> **EXERCISE**
Rewrite the entries from the line containing "like x=197 y=449." down to the line containing "x=216 y=330", both included, keeping the requests as they are. In the answers only, multiply each point coordinate by 1.6 and round to a whole number, with halves going up; leave the numbers in the requests and their format samples unchanged.
§ §
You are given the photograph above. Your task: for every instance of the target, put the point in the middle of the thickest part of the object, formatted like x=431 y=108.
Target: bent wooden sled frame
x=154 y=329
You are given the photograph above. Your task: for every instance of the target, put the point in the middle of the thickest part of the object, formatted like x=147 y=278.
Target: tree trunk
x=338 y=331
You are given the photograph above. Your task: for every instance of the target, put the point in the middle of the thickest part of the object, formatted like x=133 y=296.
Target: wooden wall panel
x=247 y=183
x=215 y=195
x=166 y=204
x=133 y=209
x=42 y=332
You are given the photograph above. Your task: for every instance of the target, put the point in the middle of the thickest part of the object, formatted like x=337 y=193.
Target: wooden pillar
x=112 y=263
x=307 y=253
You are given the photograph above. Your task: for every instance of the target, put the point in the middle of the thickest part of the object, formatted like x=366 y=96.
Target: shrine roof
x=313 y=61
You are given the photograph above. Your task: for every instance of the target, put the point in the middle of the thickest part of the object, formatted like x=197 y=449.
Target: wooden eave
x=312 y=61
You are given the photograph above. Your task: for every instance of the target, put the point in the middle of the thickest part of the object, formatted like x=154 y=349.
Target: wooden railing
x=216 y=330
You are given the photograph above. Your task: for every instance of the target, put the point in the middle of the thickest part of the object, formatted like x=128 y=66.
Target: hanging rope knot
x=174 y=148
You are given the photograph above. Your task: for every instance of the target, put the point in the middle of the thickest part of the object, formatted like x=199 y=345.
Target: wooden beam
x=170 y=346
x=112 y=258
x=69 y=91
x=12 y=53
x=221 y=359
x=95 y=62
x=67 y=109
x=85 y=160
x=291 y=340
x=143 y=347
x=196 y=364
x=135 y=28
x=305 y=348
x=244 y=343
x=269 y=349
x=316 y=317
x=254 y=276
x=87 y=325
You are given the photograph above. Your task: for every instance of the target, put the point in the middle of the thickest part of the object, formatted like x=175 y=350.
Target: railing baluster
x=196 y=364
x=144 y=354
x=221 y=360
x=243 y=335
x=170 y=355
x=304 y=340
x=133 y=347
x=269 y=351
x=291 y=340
§ §
> **EXERCISE RESULT**
You are given the photograph above. Your task: for every instance of the target, put the point in the middle of the thickest part of the object, formatted like x=197 y=449.
Target: wooden eave
x=499 y=98
You are given the photograph above. Your task: for every instance of the target, put the point in the middle of the thickest part of the object, formatted like x=154 y=349.
Target: wooden railing
x=346 y=528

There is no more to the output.